===== RECORD EXCERPTS

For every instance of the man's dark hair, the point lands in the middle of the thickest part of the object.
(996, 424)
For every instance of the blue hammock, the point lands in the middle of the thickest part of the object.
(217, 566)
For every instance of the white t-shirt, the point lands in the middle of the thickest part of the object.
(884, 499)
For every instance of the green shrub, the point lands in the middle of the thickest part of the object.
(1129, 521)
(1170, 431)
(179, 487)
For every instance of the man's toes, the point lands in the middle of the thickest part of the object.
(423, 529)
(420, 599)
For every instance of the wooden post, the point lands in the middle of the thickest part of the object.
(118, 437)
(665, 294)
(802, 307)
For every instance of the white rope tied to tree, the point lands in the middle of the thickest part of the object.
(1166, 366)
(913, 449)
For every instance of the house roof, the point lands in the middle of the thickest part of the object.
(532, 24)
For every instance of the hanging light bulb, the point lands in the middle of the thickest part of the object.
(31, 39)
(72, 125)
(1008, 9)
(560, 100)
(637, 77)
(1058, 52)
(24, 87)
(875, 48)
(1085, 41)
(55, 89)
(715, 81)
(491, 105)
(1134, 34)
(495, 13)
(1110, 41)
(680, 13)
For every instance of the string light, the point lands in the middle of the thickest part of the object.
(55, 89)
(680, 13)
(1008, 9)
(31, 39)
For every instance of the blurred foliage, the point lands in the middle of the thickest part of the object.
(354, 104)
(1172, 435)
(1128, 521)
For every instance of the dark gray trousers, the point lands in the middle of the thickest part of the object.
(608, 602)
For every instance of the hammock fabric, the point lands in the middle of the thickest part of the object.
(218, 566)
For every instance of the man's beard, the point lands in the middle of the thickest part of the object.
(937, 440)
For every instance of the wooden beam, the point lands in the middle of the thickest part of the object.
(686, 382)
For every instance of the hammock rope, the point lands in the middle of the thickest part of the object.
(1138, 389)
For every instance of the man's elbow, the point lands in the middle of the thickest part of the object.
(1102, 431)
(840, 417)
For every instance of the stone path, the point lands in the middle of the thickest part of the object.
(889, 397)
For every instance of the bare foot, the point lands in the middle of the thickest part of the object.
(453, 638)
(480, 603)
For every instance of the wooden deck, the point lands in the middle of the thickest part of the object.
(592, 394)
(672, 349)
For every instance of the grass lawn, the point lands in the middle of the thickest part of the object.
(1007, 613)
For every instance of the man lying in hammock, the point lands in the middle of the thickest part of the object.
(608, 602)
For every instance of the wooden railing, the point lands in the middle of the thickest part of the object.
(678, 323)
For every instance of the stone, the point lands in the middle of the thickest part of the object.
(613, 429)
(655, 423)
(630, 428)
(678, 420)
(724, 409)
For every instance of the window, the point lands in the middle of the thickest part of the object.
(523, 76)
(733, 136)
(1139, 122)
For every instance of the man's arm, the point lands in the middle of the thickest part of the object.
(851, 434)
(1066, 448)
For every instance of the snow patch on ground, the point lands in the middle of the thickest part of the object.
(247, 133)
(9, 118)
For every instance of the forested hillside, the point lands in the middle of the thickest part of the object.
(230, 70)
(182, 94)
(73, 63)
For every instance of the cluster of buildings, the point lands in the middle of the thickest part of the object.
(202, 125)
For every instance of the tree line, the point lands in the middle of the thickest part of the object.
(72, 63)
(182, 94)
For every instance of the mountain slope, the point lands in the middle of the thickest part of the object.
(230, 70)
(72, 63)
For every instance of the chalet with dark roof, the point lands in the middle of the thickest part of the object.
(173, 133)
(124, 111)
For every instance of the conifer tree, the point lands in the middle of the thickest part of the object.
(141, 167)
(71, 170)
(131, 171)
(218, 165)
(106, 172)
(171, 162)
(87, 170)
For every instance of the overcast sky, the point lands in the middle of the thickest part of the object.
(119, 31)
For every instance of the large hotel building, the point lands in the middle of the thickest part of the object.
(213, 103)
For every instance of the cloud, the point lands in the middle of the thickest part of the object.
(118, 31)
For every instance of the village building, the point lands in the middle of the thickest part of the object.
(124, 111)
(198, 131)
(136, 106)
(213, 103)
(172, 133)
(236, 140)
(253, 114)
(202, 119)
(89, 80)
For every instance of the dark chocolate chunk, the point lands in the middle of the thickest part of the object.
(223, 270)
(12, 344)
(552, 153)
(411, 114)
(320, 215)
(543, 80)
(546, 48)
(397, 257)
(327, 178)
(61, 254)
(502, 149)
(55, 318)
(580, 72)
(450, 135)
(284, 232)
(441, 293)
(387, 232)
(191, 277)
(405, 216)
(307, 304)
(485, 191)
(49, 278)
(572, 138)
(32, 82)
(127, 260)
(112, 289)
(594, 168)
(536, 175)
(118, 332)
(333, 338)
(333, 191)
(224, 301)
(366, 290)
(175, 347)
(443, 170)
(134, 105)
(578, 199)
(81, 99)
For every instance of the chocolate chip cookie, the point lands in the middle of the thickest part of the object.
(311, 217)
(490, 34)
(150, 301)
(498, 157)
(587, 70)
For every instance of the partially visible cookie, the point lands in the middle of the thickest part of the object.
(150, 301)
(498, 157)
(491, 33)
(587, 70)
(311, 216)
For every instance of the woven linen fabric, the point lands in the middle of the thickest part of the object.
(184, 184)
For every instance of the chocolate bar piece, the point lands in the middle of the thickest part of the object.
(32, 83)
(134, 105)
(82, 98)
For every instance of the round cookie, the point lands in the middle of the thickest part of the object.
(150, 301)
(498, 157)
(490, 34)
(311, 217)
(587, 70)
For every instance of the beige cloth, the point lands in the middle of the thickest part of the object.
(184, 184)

==========

AIM:
Please retype every item above, keeping each line as it appears.

EXPECTED OUTPUT:
For every instance of the man's dark hair, the point lands in the middle of the thickest part of the object.
(996, 424)
For every instance of the blue hammock, the point lands in the middle of the thickest part of the object.
(217, 566)
For every instance of the white t-shirt, the point lands in the middle of the thickest part of the object.
(884, 499)
For every instance of the green shrub, the point lands in the middle of the thickest part of the object.
(1129, 521)
(1170, 431)
(179, 487)
For every instance of the man's toes, the point lands in the middle of the thickest part of the object.
(423, 529)
(420, 599)
For every instance of the wooden post, the point lands in the middle of the thickest part of the object.
(118, 437)
(665, 294)
(802, 307)
For every instance of the white rope tied to tree, the point lands in the middle of the thickest part of the object.
(1166, 366)
(913, 449)
For every instance of the house roof, the point lands in the middle of the thickest part of the object.
(532, 24)
For every instance of the hanging light bulb, the point lands in the middle of the thickest part of the object.
(31, 39)
(72, 125)
(1008, 9)
(560, 100)
(637, 77)
(1058, 52)
(24, 87)
(875, 48)
(1085, 41)
(55, 89)
(715, 81)
(491, 105)
(1134, 34)
(495, 13)
(1110, 41)
(680, 13)
For every instance of the string light, the point lands in the middle of the thickest part of the object.
(55, 89)
(680, 13)
(1008, 9)
(31, 39)
For every instance of the blurred foliage, the point lands in the middle of the thickest part of the object.
(354, 104)
(1172, 435)
(1128, 521)
For every instance of the dark gray trousers, the point lands in the middle of the thickest part of the object.
(608, 602)
For every instance of the hammock fabric, the point lands in the middle of the thickest part of the object.
(218, 566)
For every instance of the man's beard, the point lands in the middle of the thickest part of the object.
(937, 440)
For every instance of the wooden beam, the point lands in the middle of the thickest part of the object.
(686, 382)
For every instance of the hammock rope, the point lands in the middle of the thickest part of the object.
(1138, 389)
For every instance of the man's elbow, the point lands in the middle of the thickest part of the object.
(1102, 431)
(840, 417)
For every instance of the stone path, the point lands in the middle of the thickest part of the object.
(889, 397)
For every instance of the bare foot, the point lands in the middle of the thickest part of the object.
(453, 638)
(480, 603)
For every instance of the wooden deck, the point lands in the middle of the thickest part of the object.
(592, 394)
(672, 349)
For every instance of the grass lawn, the point lands in the middle of the thickest part of the object.
(1007, 613)
For every instance of the man lying in hammock, the point lands in the middle of the thickest part of the object.
(608, 602)
For every instance of the wooden railing, the point lands in the middle of the thickest part of the object.
(678, 323)
For every instance of the stone, the point lands in the middle of the thickest part of the object.
(613, 429)
(655, 423)
(630, 428)
(678, 420)
(724, 409)
For every instance of the window, the point lands in the middle of the thickest part of the object.
(523, 76)
(733, 136)
(1139, 122)
For every instance of the man's arm, the point lands in the middle of the thickest part of the object.
(851, 434)
(1066, 448)
For every instance of the snow patch on ground, the point lands in the middle of the thickest part of the object.
(247, 133)
(9, 118)
For every instance of the forested hillside, the point lands in the middle of the thickest part of the object.
(230, 70)
(182, 94)
(73, 63)
For every instance of the cluster of buildings, the point lands in the middle of the thickest part of the object.
(202, 125)
For every instance of the tree line, the point lands in the middle of the thickest part of the object.
(72, 63)
(182, 94)
For every instance of the mountain slope, the point lands in the middle of the thickest part of the object.
(230, 70)
(72, 63)
For every instance of the chalet with dark roof, the point lands in the middle of the thickest part of the object.
(173, 133)
(124, 111)
For every instance of the conifer tree, the point lands in the middle of the thickest part of the object.
(141, 167)
(71, 170)
(131, 171)
(218, 165)
(106, 172)
(171, 162)
(87, 170)
For every instance of the overcast sky, the point lands in the middle of the thickest part of the object.
(119, 31)
For every instance of the large hotel building, the point lands in the middle of the thickest part of the object.
(213, 103)
For every instance of the cloud, the point lands in the middle of the thickest part of the object.
(118, 31)
For every instance of the village building, the point lands in the middle of the thickest part of the object.
(124, 111)
(198, 131)
(136, 106)
(213, 103)
(172, 133)
(236, 140)
(253, 114)
(202, 119)
(89, 80)
For every instance of the dark chocolate chunk, the point lands in the middle of the thickest part of the object.
(223, 270)
(12, 344)
(552, 153)
(411, 114)
(320, 215)
(543, 80)
(546, 48)
(397, 257)
(327, 178)
(61, 254)
(502, 149)
(55, 318)
(580, 72)
(450, 135)
(284, 232)
(441, 293)
(387, 232)
(191, 277)
(405, 216)
(307, 304)
(485, 191)
(49, 278)
(572, 138)
(32, 82)
(127, 260)
(112, 289)
(594, 168)
(536, 175)
(118, 332)
(333, 338)
(333, 191)
(224, 301)
(366, 290)
(175, 347)
(443, 170)
(134, 105)
(578, 199)
(81, 99)
For every instance of the chocolate chip cookie, the point lands in the middle of the thickest part of the object.
(311, 217)
(490, 34)
(150, 301)
(498, 157)
(587, 70)
For every instance of the partially visible cookie, the point lands in the middle of the thickest part of the object.
(150, 301)
(498, 157)
(491, 33)
(587, 70)
(311, 216)
For every instance of the woven linen fabric, the point lands in the middle of the thickest part of the object.
(184, 184)
For every instance of the chocolate bar piece, the point lands in the middle of the thickest part of the object.
(32, 83)
(134, 105)
(82, 98)
For every instance of the round cookie, the point lands in the middle of the thickest part of the object.
(150, 301)
(498, 157)
(490, 34)
(311, 217)
(587, 70)
For every instance of the beige cloth, the point lands in the middle of the thickest part of the object.
(184, 184)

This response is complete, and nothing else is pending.